### GIVEN ENTRIES ###
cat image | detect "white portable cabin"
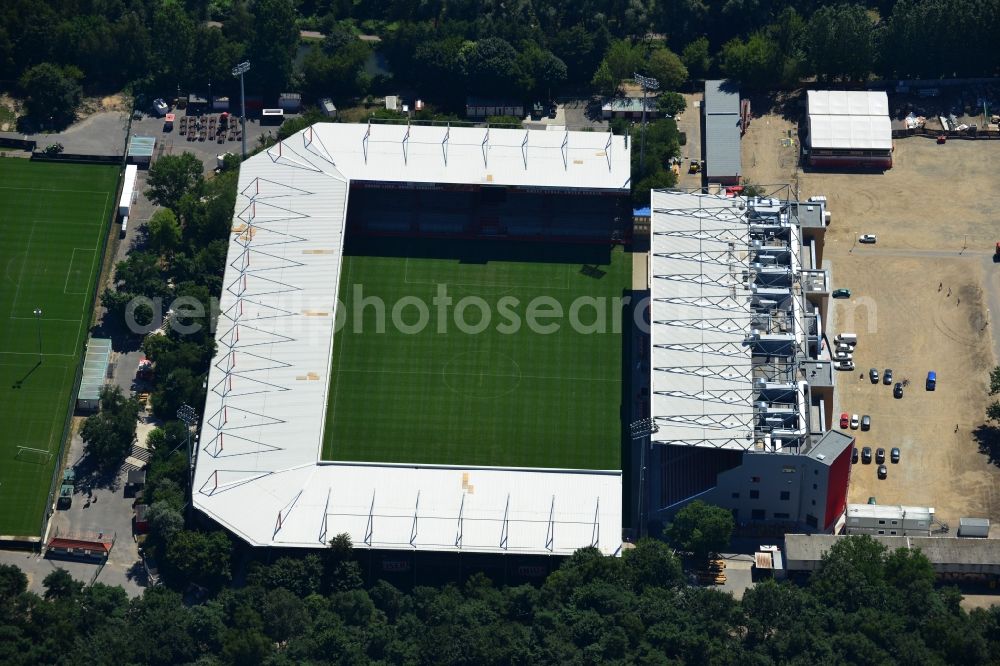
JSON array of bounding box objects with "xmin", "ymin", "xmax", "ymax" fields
[{"xmin": 118, "ymin": 165, "xmax": 138, "ymax": 218}]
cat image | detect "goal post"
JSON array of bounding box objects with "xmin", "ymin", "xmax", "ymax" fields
[{"xmin": 15, "ymin": 446, "xmax": 52, "ymax": 464}]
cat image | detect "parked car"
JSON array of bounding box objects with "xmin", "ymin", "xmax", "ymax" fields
[
  {"xmin": 840, "ymin": 412, "xmax": 850, "ymax": 429},
  {"xmin": 832, "ymin": 288, "xmax": 852, "ymax": 298},
  {"xmin": 151, "ymin": 98, "xmax": 168, "ymax": 117},
  {"xmin": 850, "ymin": 414, "xmax": 860, "ymax": 429},
  {"xmin": 876, "ymin": 447, "xmax": 885, "ymax": 464},
  {"xmin": 878, "ymin": 464, "xmax": 888, "ymax": 479},
  {"xmin": 894, "ymin": 382, "xmax": 904, "ymax": 398},
  {"xmin": 869, "ymin": 368, "xmax": 879, "ymax": 383},
  {"xmin": 859, "ymin": 234, "xmax": 878, "ymax": 243},
  {"xmin": 861, "ymin": 415, "xmax": 871, "ymax": 431},
  {"xmin": 891, "ymin": 447, "xmax": 900, "ymax": 463},
  {"xmin": 834, "ymin": 350, "xmax": 853, "ymax": 360},
  {"xmin": 835, "ymin": 360, "xmax": 855, "ymax": 371},
  {"xmin": 852, "ymin": 447, "xmax": 859, "ymax": 464},
  {"xmin": 926, "ymin": 371, "xmax": 937, "ymax": 391},
  {"xmin": 862, "ymin": 447, "xmax": 872, "ymax": 464},
  {"xmin": 883, "ymin": 368, "xmax": 893, "ymax": 385}
]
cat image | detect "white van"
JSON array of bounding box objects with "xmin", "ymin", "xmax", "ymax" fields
[
  {"xmin": 808, "ymin": 195, "xmax": 828, "ymax": 204},
  {"xmin": 836, "ymin": 333, "xmax": 858, "ymax": 345}
]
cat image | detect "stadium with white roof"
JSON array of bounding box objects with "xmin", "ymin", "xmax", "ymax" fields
[
  {"xmin": 193, "ymin": 122, "xmax": 631, "ymax": 557},
  {"xmin": 641, "ymin": 188, "xmax": 854, "ymax": 534}
]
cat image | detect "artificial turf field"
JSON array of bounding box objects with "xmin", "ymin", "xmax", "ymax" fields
[
  {"xmin": 0, "ymin": 160, "xmax": 118, "ymax": 537},
  {"xmin": 322, "ymin": 239, "xmax": 630, "ymax": 470}
]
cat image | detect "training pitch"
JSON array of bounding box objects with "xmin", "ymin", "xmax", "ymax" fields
[
  {"xmin": 322, "ymin": 241, "xmax": 630, "ymax": 470},
  {"xmin": 0, "ymin": 160, "xmax": 118, "ymax": 537}
]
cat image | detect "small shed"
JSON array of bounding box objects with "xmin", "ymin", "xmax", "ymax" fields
[
  {"xmin": 385, "ymin": 95, "xmax": 399, "ymax": 112},
  {"xmin": 261, "ymin": 108, "xmax": 284, "ymax": 126},
  {"xmin": 320, "ymin": 98, "xmax": 337, "ymax": 118},
  {"xmin": 212, "ymin": 96, "xmax": 230, "ymax": 111},
  {"xmin": 47, "ymin": 536, "xmax": 111, "ymax": 561},
  {"xmin": 279, "ymin": 93, "xmax": 302, "ymax": 112},
  {"xmin": 187, "ymin": 93, "xmax": 209, "ymax": 113},
  {"xmin": 127, "ymin": 469, "xmax": 146, "ymax": 489},
  {"xmin": 126, "ymin": 136, "xmax": 156, "ymax": 166},
  {"xmin": 76, "ymin": 338, "xmax": 112, "ymax": 412},
  {"xmin": 601, "ymin": 97, "xmax": 659, "ymax": 120}
]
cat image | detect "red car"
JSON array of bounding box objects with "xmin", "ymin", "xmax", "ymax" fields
[{"xmin": 840, "ymin": 412, "xmax": 850, "ymax": 429}]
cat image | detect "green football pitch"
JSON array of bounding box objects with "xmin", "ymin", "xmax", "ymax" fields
[
  {"xmin": 0, "ymin": 160, "xmax": 118, "ymax": 537},
  {"xmin": 322, "ymin": 240, "xmax": 630, "ymax": 470}
]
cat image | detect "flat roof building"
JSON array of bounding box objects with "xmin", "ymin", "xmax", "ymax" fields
[
  {"xmin": 703, "ymin": 81, "xmax": 741, "ymax": 184},
  {"xmin": 806, "ymin": 90, "xmax": 892, "ymax": 169}
]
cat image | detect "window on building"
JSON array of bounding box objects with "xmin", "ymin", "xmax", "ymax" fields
[
  {"xmin": 774, "ymin": 512, "xmax": 790, "ymax": 519},
  {"xmin": 878, "ymin": 520, "xmax": 886, "ymax": 525},
  {"xmin": 806, "ymin": 514, "xmax": 818, "ymax": 528},
  {"xmin": 813, "ymin": 483, "xmax": 818, "ymax": 490},
  {"xmin": 731, "ymin": 492, "xmax": 740, "ymax": 499},
  {"xmin": 750, "ymin": 490, "xmax": 759, "ymax": 499},
  {"xmin": 751, "ymin": 509, "xmax": 765, "ymax": 520},
  {"xmin": 780, "ymin": 491, "xmax": 790, "ymax": 500},
  {"xmin": 751, "ymin": 476, "xmax": 761, "ymax": 483},
  {"xmin": 811, "ymin": 500, "xmax": 816, "ymax": 506},
  {"xmin": 878, "ymin": 530, "xmax": 885, "ymax": 535}
]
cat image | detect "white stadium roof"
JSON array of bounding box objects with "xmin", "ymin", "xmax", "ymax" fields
[
  {"xmin": 806, "ymin": 90, "xmax": 892, "ymax": 151},
  {"xmin": 192, "ymin": 122, "xmax": 628, "ymax": 555},
  {"xmin": 648, "ymin": 191, "xmax": 755, "ymax": 450}
]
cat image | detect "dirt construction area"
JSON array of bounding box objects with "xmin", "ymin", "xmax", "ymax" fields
[{"xmin": 744, "ymin": 114, "xmax": 1000, "ymax": 529}]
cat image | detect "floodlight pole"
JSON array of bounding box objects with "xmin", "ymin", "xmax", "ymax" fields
[
  {"xmin": 33, "ymin": 308, "xmax": 42, "ymax": 364},
  {"xmin": 177, "ymin": 404, "xmax": 199, "ymax": 517},
  {"xmin": 232, "ymin": 61, "xmax": 251, "ymax": 159},
  {"xmin": 630, "ymin": 417, "xmax": 659, "ymax": 539},
  {"xmin": 633, "ymin": 73, "xmax": 659, "ymax": 177}
]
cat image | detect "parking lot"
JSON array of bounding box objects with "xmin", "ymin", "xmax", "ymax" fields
[{"xmin": 743, "ymin": 118, "xmax": 1000, "ymax": 527}]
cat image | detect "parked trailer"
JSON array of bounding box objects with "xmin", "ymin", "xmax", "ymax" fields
[{"xmin": 119, "ymin": 164, "xmax": 138, "ymax": 218}]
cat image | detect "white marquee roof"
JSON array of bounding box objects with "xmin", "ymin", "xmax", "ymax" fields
[
  {"xmin": 806, "ymin": 90, "xmax": 889, "ymax": 117},
  {"xmin": 806, "ymin": 90, "xmax": 892, "ymax": 151},
  {"xmin": 192, "ymin": 123, "xmax": 627, "ymax": 555},
  {"xmin": 807, "ymin": 114, "xmax": 893, "ymax": 150}
]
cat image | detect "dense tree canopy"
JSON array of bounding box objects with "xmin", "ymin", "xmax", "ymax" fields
[{"xmin": 1, "ymin": 536, "xmax": 999, "ymax": 664}]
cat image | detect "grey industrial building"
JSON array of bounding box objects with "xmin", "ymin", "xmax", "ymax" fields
[
  {"xmin": 703, "ymin": 80, "xmax": 742, "ymax": 185},
  {"xmin": 643, "ymin": 189, "xmax": 851, "ymax": 535},
  {"xmin": 785, "ymin": 534, "xmax": 1000, "ymax": 576}
]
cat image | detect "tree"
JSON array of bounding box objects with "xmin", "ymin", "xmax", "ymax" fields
[
  {"xmin": 324, "ymin": 533, "xmax": 363, "ymax": 592},
  {"xmin": 146, "ymin": 209, "xmax": 182, "ymax": 257},
  {"xmin": 247, "ymin": 0, "xmax": 299, "ymax": 95},
  {"xmin": 462, "ymin": 38, "xmax": 523, "ymax": 97},
  {"xmin": 807, "ymin": 4, "xmax": 876, "ymax": 81},
  {"xmin": 719, "ymin": 32, "xmax": 782, "ymax": 89},
  {"xmin": 989, "ymin": 366, "xmax": 1000, "ymax": 395},
  {"xmin": 681, "ymin": 37, "xmax": 712, "ymax": 80},
  {"xmin": 80, "ymin": 385, "xmax": 141, "ymax": 469},
  {"xmin": 18, "ymin": 62, "xmax": 81, "ymax": 128},
  {"xmin": 164, "ymin": 530, "xmax": 232, "ymax": 589},
  {"xmin": 645, "ymin": 47, "xmax": 688, "ymax": 90},
  {"xmin": 42, "ymin": 568, "xmax": 82, "ymax": 600},
  {"xmin": 622, "ymin": 538, "xmax": 684, "ymax": 592},
  {"xmin": 665, "ymin": 500, "xmax": 734, "ymax": 561},
  {"xmin": 145, "ymin": 153, "xmax": 205, "ymax": 211},
  {"xmin": 0, "ymin": 563, "xmax": 27, "ymax": 601},
  {"xmin": 657, "ymin": 91, "xmax": 687, "ymax": 117},
  {"xmin": 146, "ymin": 501, "xmax": 185, "ymax": 545},
  {"xmin": 592, "ymin": 39, "xmax": 644, "ymax": 95}
]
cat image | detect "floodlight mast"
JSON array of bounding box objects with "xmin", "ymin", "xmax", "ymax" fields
[
  {"xmin": 630, "ymin": 417, "xmax": 659, "ymax": 539},
  {"xmin": 33, "ymin": 308, "xmax": 42, "ymax": 364},
  {"xmin": 232, "ymin": 61, "xmax": 251, "ymax": 159},
  {"xmin": 633, "ymin": 73, "xmax": 659, "ymax": 177}
]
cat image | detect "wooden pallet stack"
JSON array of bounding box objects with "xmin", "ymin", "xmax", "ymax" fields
[{"xmin": 696, "ymin": 558, "xmax": 727, "ymax": 585}]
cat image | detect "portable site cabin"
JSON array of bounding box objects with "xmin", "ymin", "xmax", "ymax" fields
[
  {"xmin": 320, "ymin": 98, "xmax": 337, "ymax": 118},
  {"xmin": 118, "ymin": 165, "xmax": 138, "ymax": 218},
  {"xmin": 279, "ymin": 93, "xmax": 302, "ymax": 113},
  {"xmin": 261, "ymin": 108, "xmax": 284, "ymax": 126},
  {"xmin": 127, "ymin": 136, "xmax": 155, "ymax": 166},
  {"xmin": 76, "ymin": 338, "xmax": 112, "ymax": 412}
]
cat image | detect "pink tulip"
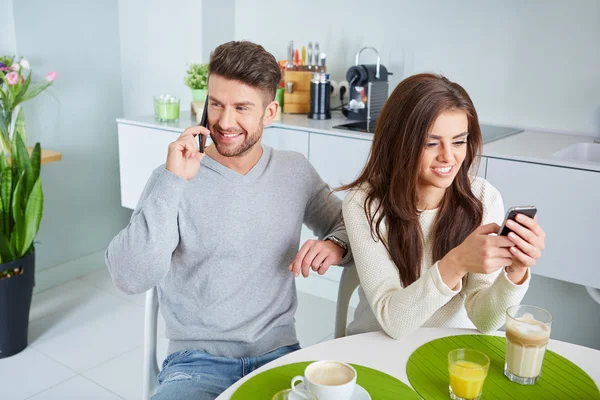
###
## [THE TASK]
Across the data, pull every line containing the string "white".

## [REPLY TO THE TASK]
cat image | detect "white portable cabin"
cat image | detect "white van"
cat image | detect "stadium with white roof"
cat image | detect "white stadium roof"
cat image | detect "white marquee roof"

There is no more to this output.